WHAT IS REQUIRED => Pull out each line of the rows below that has the word "shirt" in it.

-- EXTRACTED INFORMATION start --

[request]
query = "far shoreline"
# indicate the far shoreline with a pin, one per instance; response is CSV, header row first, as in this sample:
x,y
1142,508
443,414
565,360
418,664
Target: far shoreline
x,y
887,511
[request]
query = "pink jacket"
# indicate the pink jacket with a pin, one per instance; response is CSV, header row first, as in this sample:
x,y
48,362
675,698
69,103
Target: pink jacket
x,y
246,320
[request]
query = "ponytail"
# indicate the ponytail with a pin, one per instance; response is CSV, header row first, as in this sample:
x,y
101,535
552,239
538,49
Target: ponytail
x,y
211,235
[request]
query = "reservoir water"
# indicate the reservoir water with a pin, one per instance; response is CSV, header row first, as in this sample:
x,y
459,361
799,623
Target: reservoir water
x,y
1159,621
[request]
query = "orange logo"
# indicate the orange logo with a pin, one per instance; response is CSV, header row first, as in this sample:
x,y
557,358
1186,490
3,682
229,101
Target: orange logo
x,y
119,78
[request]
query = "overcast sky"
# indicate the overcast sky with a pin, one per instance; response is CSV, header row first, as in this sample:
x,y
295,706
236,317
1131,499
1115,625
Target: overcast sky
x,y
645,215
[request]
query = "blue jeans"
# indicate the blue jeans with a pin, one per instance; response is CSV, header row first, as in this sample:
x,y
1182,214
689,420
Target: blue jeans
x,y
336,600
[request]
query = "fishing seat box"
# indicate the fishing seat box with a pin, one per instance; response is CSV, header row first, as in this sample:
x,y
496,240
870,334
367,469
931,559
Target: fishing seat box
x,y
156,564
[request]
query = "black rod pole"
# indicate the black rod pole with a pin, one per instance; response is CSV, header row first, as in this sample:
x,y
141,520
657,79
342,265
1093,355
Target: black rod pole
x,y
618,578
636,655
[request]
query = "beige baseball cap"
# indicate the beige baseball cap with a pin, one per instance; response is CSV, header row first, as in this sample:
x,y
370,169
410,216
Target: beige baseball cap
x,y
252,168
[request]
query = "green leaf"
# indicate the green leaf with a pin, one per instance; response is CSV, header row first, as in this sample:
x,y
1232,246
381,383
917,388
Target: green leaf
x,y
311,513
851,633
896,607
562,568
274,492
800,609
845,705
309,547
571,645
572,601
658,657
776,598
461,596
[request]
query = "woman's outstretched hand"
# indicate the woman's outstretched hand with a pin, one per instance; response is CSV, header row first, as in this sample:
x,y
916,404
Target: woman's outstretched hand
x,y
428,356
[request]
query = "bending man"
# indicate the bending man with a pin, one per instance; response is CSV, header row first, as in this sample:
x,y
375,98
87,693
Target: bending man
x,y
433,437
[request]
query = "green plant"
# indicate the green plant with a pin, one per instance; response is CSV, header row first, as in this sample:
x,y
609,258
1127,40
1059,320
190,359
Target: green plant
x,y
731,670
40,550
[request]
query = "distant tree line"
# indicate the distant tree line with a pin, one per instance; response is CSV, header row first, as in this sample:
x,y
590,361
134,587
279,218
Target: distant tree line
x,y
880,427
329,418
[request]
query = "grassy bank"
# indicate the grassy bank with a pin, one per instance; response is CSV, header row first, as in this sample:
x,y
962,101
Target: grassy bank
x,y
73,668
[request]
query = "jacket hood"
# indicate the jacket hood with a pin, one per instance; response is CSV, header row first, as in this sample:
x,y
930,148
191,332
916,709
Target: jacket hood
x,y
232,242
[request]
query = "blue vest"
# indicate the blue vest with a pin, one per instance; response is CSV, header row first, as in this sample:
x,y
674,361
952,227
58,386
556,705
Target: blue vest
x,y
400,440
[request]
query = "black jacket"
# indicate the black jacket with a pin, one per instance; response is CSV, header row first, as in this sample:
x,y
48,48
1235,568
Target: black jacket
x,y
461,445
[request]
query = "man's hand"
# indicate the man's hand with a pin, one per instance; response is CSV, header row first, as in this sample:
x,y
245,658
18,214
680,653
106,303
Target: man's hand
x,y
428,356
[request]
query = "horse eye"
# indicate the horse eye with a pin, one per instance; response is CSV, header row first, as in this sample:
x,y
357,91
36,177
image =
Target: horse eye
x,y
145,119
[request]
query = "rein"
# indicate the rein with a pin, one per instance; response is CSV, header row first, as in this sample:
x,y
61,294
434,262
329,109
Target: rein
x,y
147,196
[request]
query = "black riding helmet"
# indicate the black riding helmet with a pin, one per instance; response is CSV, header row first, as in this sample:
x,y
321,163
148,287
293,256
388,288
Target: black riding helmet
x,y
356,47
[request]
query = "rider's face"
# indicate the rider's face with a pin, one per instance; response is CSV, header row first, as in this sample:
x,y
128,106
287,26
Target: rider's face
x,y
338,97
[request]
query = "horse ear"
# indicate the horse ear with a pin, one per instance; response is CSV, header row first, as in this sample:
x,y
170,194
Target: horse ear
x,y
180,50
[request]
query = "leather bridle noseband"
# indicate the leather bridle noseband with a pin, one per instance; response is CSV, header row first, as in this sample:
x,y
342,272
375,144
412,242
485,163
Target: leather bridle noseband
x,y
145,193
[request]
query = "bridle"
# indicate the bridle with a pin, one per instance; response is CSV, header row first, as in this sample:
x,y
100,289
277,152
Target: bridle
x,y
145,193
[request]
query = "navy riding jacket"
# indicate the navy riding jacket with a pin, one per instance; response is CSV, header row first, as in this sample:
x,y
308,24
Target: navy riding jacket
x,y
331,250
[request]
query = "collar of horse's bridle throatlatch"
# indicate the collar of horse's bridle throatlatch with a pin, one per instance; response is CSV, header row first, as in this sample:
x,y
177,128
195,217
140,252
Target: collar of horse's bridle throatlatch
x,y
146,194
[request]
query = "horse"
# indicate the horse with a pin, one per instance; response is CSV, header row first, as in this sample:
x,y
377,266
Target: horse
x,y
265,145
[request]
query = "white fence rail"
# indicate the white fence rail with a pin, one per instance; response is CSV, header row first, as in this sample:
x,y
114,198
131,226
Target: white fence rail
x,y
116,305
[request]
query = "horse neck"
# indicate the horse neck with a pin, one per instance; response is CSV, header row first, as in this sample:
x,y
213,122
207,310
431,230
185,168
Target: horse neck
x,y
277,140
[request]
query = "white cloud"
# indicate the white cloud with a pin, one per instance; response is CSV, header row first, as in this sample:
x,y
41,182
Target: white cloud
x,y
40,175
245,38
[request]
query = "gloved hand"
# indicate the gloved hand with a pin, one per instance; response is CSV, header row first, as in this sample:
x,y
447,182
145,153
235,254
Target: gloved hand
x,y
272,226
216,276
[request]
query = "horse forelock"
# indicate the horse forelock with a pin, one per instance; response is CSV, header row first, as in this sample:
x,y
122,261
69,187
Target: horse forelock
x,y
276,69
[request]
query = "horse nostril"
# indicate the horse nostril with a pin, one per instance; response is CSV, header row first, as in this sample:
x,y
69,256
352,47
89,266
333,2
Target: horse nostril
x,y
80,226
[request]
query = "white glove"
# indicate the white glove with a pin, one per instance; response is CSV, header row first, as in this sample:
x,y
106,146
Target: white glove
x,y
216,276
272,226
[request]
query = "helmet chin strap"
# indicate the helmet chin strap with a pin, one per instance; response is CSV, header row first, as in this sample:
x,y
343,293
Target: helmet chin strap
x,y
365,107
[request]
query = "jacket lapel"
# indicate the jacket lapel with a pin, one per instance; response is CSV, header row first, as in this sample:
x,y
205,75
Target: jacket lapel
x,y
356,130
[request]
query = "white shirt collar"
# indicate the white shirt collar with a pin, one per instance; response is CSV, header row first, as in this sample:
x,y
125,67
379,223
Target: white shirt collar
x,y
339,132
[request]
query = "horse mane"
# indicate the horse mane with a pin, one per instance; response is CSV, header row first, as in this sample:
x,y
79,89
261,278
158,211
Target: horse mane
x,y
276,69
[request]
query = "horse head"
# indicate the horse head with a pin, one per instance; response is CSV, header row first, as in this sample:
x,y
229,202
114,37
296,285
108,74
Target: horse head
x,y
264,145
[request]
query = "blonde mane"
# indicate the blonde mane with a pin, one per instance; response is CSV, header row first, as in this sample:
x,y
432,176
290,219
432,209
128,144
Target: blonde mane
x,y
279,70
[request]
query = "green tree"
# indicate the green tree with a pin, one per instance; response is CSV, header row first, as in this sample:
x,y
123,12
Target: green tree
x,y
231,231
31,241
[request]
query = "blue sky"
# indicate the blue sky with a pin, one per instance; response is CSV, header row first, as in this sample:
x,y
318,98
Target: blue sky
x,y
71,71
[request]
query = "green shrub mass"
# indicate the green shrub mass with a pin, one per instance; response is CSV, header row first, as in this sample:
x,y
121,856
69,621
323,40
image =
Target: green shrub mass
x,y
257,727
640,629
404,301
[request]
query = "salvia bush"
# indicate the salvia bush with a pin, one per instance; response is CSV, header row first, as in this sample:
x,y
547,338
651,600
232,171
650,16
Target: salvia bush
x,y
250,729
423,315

-- EXTRACTED INFORMATION end --

TASK RESPONSE =>
query = "white shirt collar"
# indicate the white shirt collar with a pin, one per instance; response is CSV, header row first, as in this sample:
Target: white shirt collar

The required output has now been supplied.